#### SET OF TASKS
**A)** In the ChatGPT Pulse article, what does adding a saved or followed-up update to the conversation history let a user do? Answer in one to three sentences.
**B)** Continue the ChatGPT Pulse article from its last sentence.

Updated 26 September 2025 at 12:47 IST
OpenAI Pilots ChatGPT Pulse - A New Feature For Personalised Updates That Sneaks In Your Chat History Every Night
The tool is pitched as a step toward making ChatGPT more proactive. But it also raises questions: will users find it genuinely useful, or just another notification to swipe away? And more importantly, how much personal data does it really need?
OpenAI has announced the testing of ChatGPT Pulse- a Pro-exclusive feature for phone users that delivers daily personalised updates. Instead of waiting for a prompt, Pulse quietly pulls from a user’s chat history, memory, and feedback overnight, then serves up visual cards each morning, giving you updates on topics like travel tips, workout ideas, or reminders tied to your goals.
These updates are available only for a day unless the user saves them or asks a follow-up question. Doing so adds them to that user’s conversation history, allowing them to dive deeper or request next steps.

#### RECORDS SUPPLIED

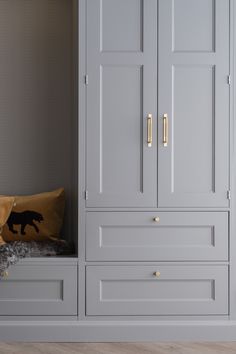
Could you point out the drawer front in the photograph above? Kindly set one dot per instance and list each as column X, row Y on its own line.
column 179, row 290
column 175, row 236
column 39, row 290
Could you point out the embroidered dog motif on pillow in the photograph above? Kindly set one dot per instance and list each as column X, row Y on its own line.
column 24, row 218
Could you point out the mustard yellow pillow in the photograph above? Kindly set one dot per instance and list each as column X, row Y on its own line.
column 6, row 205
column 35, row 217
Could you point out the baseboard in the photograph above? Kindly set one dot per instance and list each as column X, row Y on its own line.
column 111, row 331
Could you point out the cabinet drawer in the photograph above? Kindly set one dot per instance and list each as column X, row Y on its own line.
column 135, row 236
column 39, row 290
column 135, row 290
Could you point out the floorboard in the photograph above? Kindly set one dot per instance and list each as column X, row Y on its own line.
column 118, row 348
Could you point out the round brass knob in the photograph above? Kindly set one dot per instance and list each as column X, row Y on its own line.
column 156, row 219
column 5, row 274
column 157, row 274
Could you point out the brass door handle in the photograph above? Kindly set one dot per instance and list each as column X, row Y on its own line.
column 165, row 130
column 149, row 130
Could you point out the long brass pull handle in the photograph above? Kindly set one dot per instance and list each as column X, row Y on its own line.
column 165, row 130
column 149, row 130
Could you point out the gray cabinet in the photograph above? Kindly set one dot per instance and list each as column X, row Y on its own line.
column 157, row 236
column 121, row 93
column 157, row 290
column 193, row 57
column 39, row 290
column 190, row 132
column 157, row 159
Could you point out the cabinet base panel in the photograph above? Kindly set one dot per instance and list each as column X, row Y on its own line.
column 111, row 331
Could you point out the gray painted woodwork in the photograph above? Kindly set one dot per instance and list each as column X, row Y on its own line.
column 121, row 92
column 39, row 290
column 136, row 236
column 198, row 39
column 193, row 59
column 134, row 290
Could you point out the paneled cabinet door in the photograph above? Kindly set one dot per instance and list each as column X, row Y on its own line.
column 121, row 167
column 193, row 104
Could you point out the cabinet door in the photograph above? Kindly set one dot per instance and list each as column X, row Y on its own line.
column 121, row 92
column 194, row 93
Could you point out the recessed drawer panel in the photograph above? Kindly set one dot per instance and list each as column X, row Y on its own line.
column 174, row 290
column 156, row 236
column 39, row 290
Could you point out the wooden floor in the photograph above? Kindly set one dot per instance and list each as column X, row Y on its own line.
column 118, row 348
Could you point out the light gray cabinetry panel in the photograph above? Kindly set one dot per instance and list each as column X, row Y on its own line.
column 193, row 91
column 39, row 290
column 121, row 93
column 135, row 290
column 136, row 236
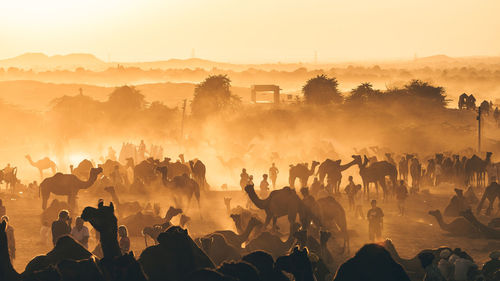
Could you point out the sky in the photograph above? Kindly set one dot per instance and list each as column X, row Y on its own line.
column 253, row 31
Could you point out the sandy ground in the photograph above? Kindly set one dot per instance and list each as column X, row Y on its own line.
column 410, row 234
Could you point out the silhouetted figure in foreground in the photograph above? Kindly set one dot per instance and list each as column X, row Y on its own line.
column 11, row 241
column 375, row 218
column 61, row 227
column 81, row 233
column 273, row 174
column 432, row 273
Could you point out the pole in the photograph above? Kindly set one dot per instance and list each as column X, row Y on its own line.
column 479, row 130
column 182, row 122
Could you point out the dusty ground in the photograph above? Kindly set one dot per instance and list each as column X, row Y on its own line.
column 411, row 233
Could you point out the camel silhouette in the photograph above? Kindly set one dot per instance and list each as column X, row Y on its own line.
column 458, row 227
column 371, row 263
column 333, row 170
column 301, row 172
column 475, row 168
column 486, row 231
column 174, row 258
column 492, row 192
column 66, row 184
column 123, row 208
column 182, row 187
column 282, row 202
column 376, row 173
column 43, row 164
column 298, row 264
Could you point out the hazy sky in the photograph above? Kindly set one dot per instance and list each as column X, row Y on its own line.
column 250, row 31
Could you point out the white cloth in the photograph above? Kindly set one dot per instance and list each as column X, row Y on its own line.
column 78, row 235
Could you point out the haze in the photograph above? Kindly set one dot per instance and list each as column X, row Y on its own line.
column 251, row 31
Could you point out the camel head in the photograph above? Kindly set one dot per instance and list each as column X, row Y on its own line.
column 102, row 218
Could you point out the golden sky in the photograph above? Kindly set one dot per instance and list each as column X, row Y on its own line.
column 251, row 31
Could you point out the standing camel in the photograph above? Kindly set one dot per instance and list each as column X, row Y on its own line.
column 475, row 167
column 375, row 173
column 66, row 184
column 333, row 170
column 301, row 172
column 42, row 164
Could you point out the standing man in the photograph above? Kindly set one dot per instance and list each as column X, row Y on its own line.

#### ANSWERS IN ORDER
**A)** Adding the update to the conversation history lets the user dive deeper into the topic or ask for next steps. Without that, a Pulse update stays available for only a day.

**B)**
The tool is pitched as a step toward making ChatGPT more proactive. But it also raises questions: will users find it genuinely useful, or just another notification to swipe away? And more importantly, how much personal data does it really need?
OpenAI, in its blog post, writes that the AI bot, every night, sneaks into your memory, chat history and direct feedback to process the information and deliver curated updates for you.
“Each night, it synthesises information from your memory, chat history, and direct feedback to learn what’s most relevant to you, then delivers personalized, focused updates the next day. These could look like follow-ups on topics you discuss often, ideas for quick, healthy dinner to make at home that evening, or next steps toward a longer-term goal such as training for a triathlon,” the company writes in its blog post.
Pulse can be customised, and users decide if they want to connect Gmail or Google Calendar for more tailored suggestions. These integrations are switched off by default, but the mere option highlights how AI assistants are creeping deeper into private data streams. OpenAI says safety filters will block harmful content, though it admits Pulse will likely get things wrong, such as surfacing tips for already finished tasks.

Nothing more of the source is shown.